── Testo del documento ──

La corrispondenza tra il cardinal Ferrari e monsignor Conforti


Della corrispondenza Ferrari-Conforti riportiamo solo cinque lettere che si riferiscono a due momenti drammatici della vita del Conforti: la sua nomina ad arcivescovo di Ravenna e le sue dimissioni da quella sede per motivi di salute



Guido Maria Conforti, arcivescovo di Ravenna [© Missionari Saveriani]

Guido Maria Conforti, arcivescovo di Ravenna [© Missionari Saveriani]

 

Nomina a Ravenna

 

Conforti aveva fondato a Parma nel 1895 l’Istituto emiliano per le missioni estere, che sarebbe diventato congregazione religiosa tre anni dopo. Il vescovo di Parma lo aveva nominato vicario generale della diocesi di Parma fin dal 1895. Il 16 maggio 1902 si recò a Roma, chiamato dal papa Leone XIII che gli comunicò di averlo nominato arcivescovo di Ravenna. Nella lettera al cardinal Ferrari, Conforti racconta l’evento ed esprime il suo sgomento per tale nomina. Accetta in obbedienza al Papa, nella convinzione di fare la volontà di Dio. Non manca un’espressione di velato rimprovero a chi ha contribuito alla sua nomina. L’allusione al cardinal Ferrari è evidente.

───

**Consegna 1:**
Ricopia dal testo sulla corrispondenza tra Ferrari e Conforti il passo da "Conforti aveva fondato" a "Ferrari è evidente.".
**Consegna 2:**
Elenca tutte le città nominate nel testo sulla corrispondenza tra Ferrari e Conforti.
**Consegna 3:**
Prosegui il testo sulla corrispondenza tra Ferrari e Conforti a partire dall'ultima frase.
L'elenco riportato qui sotto proviene da un'altra fonte.

── Dati forniti ──

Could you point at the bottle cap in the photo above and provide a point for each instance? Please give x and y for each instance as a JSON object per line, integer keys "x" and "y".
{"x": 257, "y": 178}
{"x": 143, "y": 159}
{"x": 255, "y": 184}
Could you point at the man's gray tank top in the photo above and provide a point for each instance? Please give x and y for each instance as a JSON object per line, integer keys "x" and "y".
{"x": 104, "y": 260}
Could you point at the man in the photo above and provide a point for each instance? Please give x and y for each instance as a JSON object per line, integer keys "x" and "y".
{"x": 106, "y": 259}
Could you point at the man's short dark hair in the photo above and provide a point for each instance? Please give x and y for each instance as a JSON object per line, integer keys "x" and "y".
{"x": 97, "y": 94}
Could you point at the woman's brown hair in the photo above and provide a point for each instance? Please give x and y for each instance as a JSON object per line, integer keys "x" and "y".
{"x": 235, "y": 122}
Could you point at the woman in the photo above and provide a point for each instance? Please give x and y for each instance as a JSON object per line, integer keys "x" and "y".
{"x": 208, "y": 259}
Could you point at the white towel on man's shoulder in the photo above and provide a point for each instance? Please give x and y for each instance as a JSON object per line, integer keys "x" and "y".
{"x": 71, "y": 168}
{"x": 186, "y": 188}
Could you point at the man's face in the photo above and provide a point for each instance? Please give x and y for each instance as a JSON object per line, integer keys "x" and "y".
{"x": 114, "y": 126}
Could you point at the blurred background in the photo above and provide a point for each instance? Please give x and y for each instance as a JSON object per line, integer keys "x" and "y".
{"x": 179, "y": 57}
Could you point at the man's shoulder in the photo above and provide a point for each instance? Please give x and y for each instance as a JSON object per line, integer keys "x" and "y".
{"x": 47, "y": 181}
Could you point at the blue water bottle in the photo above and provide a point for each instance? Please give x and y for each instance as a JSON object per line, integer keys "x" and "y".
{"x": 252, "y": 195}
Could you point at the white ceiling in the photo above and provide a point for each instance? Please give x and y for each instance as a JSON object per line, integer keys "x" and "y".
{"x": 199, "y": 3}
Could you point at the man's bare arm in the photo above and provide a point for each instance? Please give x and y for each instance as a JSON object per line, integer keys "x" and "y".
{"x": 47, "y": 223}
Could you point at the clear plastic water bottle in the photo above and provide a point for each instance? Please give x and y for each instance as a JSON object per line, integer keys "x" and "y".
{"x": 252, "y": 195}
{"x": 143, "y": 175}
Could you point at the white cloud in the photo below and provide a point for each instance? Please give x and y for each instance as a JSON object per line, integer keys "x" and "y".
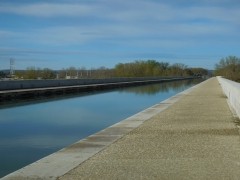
{"x": 48, "y": 9}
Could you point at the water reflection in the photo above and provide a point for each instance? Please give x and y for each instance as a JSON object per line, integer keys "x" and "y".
{"x": 32, "y": 130}
{"x": 162, "y": 87}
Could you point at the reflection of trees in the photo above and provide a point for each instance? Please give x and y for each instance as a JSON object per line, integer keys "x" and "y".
{"x": 161, "y": 87}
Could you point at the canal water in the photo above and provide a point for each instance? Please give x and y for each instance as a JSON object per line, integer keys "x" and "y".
{"x": 32, "y": 130}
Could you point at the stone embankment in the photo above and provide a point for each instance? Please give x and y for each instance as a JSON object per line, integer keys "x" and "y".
{"x": 232, "y": 91}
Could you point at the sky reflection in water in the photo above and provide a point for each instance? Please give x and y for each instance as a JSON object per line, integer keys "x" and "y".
{"x": 31, "y": 131}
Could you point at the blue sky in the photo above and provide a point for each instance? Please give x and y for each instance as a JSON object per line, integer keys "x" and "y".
{"x": 94, "y": 33}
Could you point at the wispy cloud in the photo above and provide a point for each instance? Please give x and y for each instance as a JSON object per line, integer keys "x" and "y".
{"x": 47, "y": 9}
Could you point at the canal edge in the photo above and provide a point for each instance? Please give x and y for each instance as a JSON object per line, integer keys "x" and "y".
{"x": 68, "y": 158}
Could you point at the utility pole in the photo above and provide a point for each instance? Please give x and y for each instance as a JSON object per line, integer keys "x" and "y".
{"x": 12, "y": 67}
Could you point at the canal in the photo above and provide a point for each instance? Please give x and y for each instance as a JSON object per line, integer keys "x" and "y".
{"x": 34, "y": 129}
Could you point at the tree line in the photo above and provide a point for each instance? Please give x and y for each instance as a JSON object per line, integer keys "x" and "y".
{"x": 140, "y": 68}
{"x": 229, "y": 68}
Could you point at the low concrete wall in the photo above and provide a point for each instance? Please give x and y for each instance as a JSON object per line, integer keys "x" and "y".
{"x": 29, "y": 84}
{"x": 232, "y": 91}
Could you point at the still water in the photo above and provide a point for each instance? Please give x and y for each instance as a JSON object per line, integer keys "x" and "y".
{"x": 32, "y": 130}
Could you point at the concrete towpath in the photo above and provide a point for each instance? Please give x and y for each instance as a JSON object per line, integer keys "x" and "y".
{"x": 195, "y": 138}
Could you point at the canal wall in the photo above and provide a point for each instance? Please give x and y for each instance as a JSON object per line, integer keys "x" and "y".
{"x": 30, "y": 84}
{"x": 13, "y": 90}
{"x": 232, "y": 90}
{"x": 68, "y": 158}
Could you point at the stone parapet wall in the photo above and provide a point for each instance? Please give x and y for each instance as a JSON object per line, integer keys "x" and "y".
{"x": 232, "y": 91}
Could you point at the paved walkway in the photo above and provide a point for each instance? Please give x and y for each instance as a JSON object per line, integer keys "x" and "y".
{"x": 195, "y": 138}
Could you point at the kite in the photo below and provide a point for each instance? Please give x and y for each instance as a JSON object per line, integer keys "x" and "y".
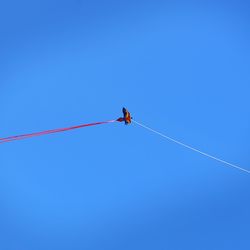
{"x": 126, "y": 118}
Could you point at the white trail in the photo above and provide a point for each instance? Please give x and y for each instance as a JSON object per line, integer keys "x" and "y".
{"x": 193, "y": 149}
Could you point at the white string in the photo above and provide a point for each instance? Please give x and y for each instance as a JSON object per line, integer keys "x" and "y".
{"x": 191, "y": 148}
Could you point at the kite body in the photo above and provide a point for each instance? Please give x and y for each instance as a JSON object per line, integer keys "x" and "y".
{"x": 126, "y": 117}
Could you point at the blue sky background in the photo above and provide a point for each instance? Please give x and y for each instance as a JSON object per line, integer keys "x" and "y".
{"x": 181, "y": 67}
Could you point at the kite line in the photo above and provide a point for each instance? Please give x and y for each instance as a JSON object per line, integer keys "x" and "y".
{"x": 191, "y": 148}
{"x": 126, "y": 119}
{"x": 51, "y": 131}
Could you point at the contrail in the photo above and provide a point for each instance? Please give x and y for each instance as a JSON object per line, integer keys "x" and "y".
{"x": 191, "y": 148}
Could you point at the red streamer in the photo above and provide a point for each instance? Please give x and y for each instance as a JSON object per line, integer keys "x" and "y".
{"x": 51, "y": 131}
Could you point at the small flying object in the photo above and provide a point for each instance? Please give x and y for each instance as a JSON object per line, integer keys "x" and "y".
{"x": 126, "y": 117}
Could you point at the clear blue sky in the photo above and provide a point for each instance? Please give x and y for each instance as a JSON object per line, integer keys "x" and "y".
{"x": 181, "y": 67}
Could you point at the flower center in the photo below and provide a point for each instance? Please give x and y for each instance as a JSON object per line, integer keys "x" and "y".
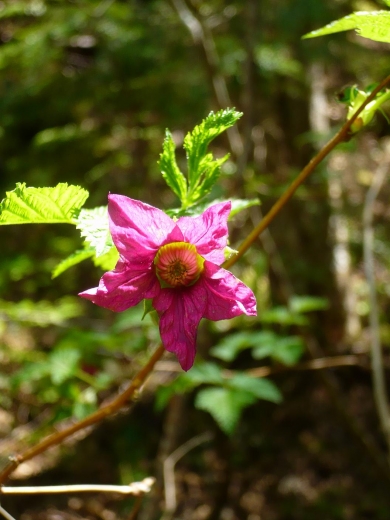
{"x": 178, "y": 264}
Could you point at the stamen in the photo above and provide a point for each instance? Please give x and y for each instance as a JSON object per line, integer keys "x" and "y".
{"x": 178, "y": 264}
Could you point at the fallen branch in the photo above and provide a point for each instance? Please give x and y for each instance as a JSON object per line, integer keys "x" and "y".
{"x": 135, "y": 488}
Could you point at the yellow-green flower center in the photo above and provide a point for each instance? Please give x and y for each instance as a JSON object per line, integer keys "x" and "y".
{"x": 178, "y": 264}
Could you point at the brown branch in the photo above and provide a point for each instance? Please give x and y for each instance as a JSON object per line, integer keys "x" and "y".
{"x": 102, "y": 413}
{"x": 139, "y": 379}
{"x": 135, "y": 488}
{"x": 342, "y": 135}
{"x": 203, "y": 37}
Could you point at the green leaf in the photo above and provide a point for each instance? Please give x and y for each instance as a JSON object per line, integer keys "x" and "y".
{"x": 169, "y": 169}
{"x": 42, "y": 205}
{"x": 108, "y": 261}
{"x": 224, "y": 404}
{"x": 203, "y": 170}
{"x": 85, "y": 404}
{"x": 261, "y": 388}
{"x": 93, "y": 224}
{"x": 74, "y": 259}
{"x": 301, "y": 304}
{"x": 238, "y": 205}
{"x": 63, "y": 364}
{"x": 374, "y": 25}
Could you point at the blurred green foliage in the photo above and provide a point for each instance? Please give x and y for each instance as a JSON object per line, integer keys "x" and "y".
{"x": 87, "y": 90}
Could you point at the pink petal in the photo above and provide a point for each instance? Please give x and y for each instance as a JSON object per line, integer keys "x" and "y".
{"x": 227, "y": 296}
{"x": 137, "y": 229}
{"x": 180, "y": 313}
{"x": 208, "y": 232}
{"x": 123, "y": 288}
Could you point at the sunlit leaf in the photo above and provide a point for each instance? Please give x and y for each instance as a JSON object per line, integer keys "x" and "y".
{"x": 93, "y": 225}
{"x": 301, "y": 304}
{"x": 169, "y": 169}
{"x": 73, "y": 259}
{"x": 203, "y": 169}
{"x": 261, "y": 388}
{"x": 42, "y": 205}
{"x": 374, "y": 25}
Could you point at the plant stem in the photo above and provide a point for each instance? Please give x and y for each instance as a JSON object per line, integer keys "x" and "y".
{"x": 378, "y": 374}
{"x": 135, "y": 488}
{"x": 103, "y": 412}
{"x": 342, "y": 135}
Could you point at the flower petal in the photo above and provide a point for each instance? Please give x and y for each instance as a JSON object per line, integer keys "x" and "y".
{"x": 208, "y": 232}
{"x": 123, "y": 288}
{"x": 137, "y": 229}
{"x": 227, "y": 296}
{"x": 180, "y": 313}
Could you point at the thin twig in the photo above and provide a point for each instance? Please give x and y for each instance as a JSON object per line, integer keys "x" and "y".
{"x": 313, "y": 364}
{"x": 378, "y": 375}
{"x": 135, "y": 488}
{"x": 140, "y": 378}
{"x": 95, "y": 417}
{"x": 169, "y": 469}
{"x": 6, "y": 515}
{"x": 342, "y": 135}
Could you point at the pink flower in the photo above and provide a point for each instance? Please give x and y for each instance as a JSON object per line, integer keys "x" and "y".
{"x": 176, "y": 263}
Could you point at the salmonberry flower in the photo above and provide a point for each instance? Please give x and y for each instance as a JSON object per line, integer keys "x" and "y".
{"x": 176, "y": 263}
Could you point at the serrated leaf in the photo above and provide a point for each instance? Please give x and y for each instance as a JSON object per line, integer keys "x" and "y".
{"x": 210, "y": 171}
{"x": 108, "y": 261}
{"x": 238, "y": 205}
{"x": 261, "y": 388}
{"x": 203, "y": 170}
{"x": 224, "y": 404}
{"x": 63, "y": 364}
{"x": 301, "y": 304}
{"x": 93, "y": 225}
{"x": 42, "y": 205}
{"x": 169, "y": 169}
{"x": 74, "y": 259}
{"x": 374, "y": 25}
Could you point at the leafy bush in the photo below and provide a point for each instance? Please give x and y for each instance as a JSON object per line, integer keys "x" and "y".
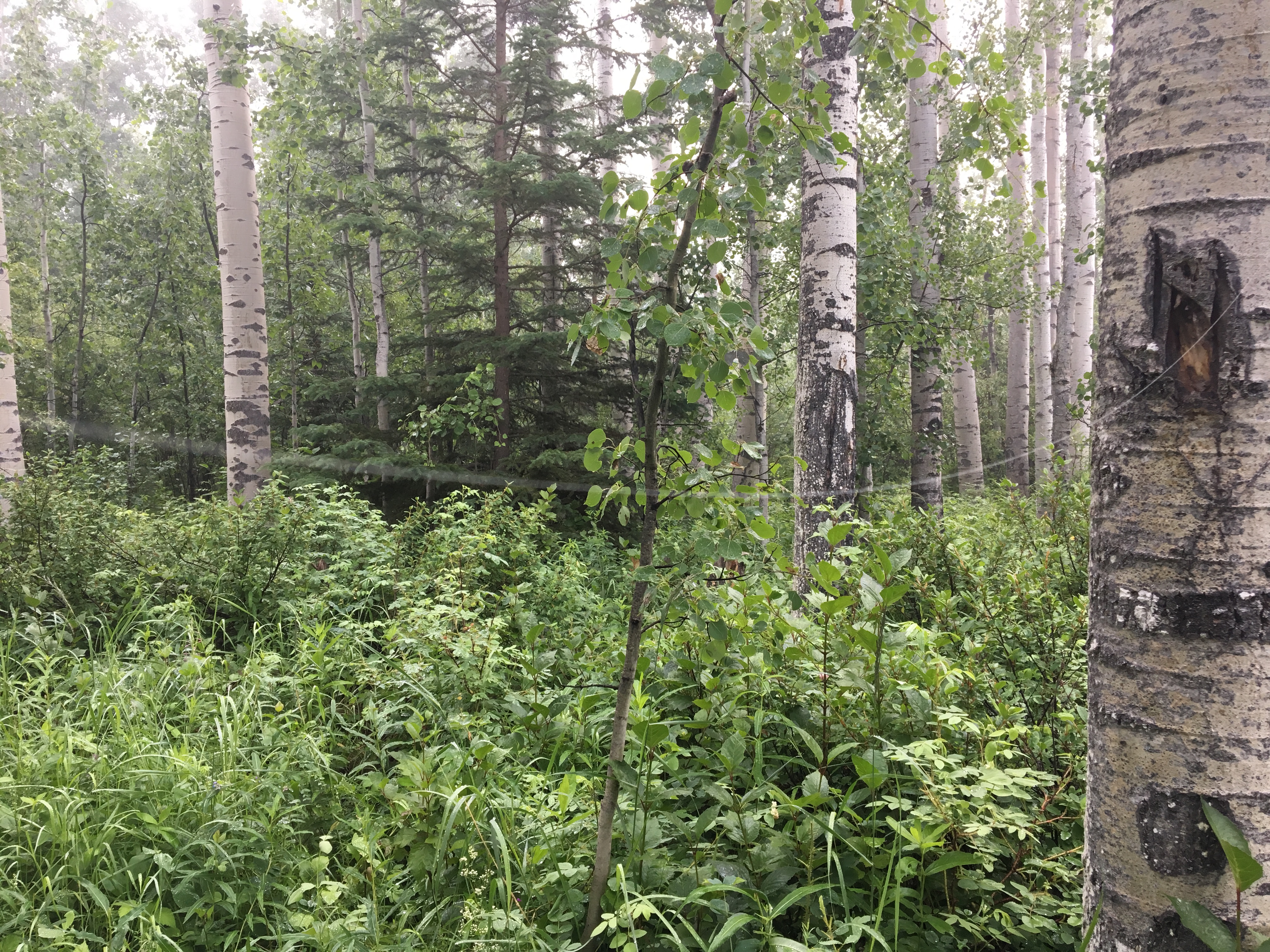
{"x": 296, "y": 724}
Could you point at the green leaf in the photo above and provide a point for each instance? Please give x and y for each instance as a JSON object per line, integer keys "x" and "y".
{"x": 1207, "y": 927}
{"x": 736, "y": 921}
{"x": 950, "y": 860}
{"x": 1239, "y": 855}
{"x": 678, "y": 334}
{"x": 633, "y": 103}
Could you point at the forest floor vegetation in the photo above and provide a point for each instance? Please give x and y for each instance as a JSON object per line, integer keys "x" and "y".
{"x": 298, "y": 727}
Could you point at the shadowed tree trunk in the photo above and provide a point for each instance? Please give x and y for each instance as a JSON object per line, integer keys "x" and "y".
{"x": 502, "y": 243}
{"x": 376, "y": 267}
{"x": 238, "y": 223}
{"x": 1044, "y": 408}
{"x": 825, "y": 398}
{"x": 1018, "y": 371}
{"x": 966, "y": 423}
{"x": 926, "y": 390}
{"x": 12, "y": 464}
{"x": 1179, "y": 643}
{"x": 1073, "y": 357}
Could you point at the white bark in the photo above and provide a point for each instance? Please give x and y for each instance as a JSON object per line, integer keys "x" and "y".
{"x": 1043, "y": 399}
{"x": 605, "y": 71}
{"x": 1075, "y": 359}
{"x": 1179, "y": 594}
{"x": 926, "y": 391}
{"x": 381, "y": 320}
{"x": 825, "y": 400}
{"x": 12, "y": 465}
{"x": 1018, "y": 372}
{"x": 966, "y": 422}
{"x": 247, "y": 370}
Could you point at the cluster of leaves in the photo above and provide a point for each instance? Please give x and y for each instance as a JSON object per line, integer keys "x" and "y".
{"x": 406, "y": 743}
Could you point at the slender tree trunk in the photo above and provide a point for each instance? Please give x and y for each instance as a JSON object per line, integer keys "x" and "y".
{"x": 752, "y": 422}
{"x": 46, "y": 298}
{"x": 825, "y": 397}
{"x": 966, "y": 423}
{"x": 648, "y": 534}
{"x": 1074, "y": 357}
{"x": 502, "y": 244}
{"x": 1018, "y": 370}
{"x": 1179, "y": 645}
{"x": 421, "y": 252}
{"x": 1043, "y": 399}
{"x": 238, "y": 224}
{"x": 12, "y": 461}
{"x": 82, "y": 324}
{"x": 376, "y": 268}
{"x": 926, "y": 390}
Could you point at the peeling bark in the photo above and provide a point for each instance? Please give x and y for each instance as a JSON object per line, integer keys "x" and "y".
{"x": 243, "y": 316}
{"x": 12, "y": 462}
{"x": 1179, "y": 644}
{"x": 825, "y": 399}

───

**Risposta scritta 1:**
Conforti aveva fondato a Parma nel 1895 l’Istituto emiliano per le missioni estere, che sarebbe diventato congregazione religiosa tre anni dopo. Il vescovo di Parma lo aveva nominato vicario generale della diocesi di Parma fin dal 1895. Il 16 maggio 1902 si recò a Roma, chiamato dal papa Leone XIII che gli comunicò di averlo nominato arcivescovo di Ravenna. Nella lettera al cardinal Ferrari, Conforti racconta l’evento ed esprime il suo sgomento per tale nomina. Accetta in obbedienza al Papa, nella convinzione di fare la volontà di Dio. Non manca un’espressione di velato rimprovero a chi ha contribuito alla sua nomina. L’allusione al cardinal Ferrari è evidente.

**Risposta scritta 2:**
Parma, Ravenna, Roma

**Risposta scritta 3:**
Nella lettera di risposta del cardinale appare la grande stima che egli aveva del Conforti.

 

 

Monsignor Conforti al cardinal Ferrari

 

Parma, 22 maggio 1902

 

Eminenza,

è con l’animo agitato da mille affetti e sentimenti e non senza confusione che questa volta m’induco a scrivere a V. E. a cui nulla ho mai potuto celare di ciò che in qualche modo mi riguardasse.

Mercoledì ultimo scorso, venivo chiamato a Roma a mezzo di pressante lettera, e tosto messomi in viaggio a quella volta, il giorno appresso vi giungevo e mi presentavo, circa alle ore 10, al prelato il quale con grande mia sorpresa mi invitava in Vaticano per le 18 del giorno stesso per essere ricevuto in udienza dal Santo Padre che desiderava parlarmi.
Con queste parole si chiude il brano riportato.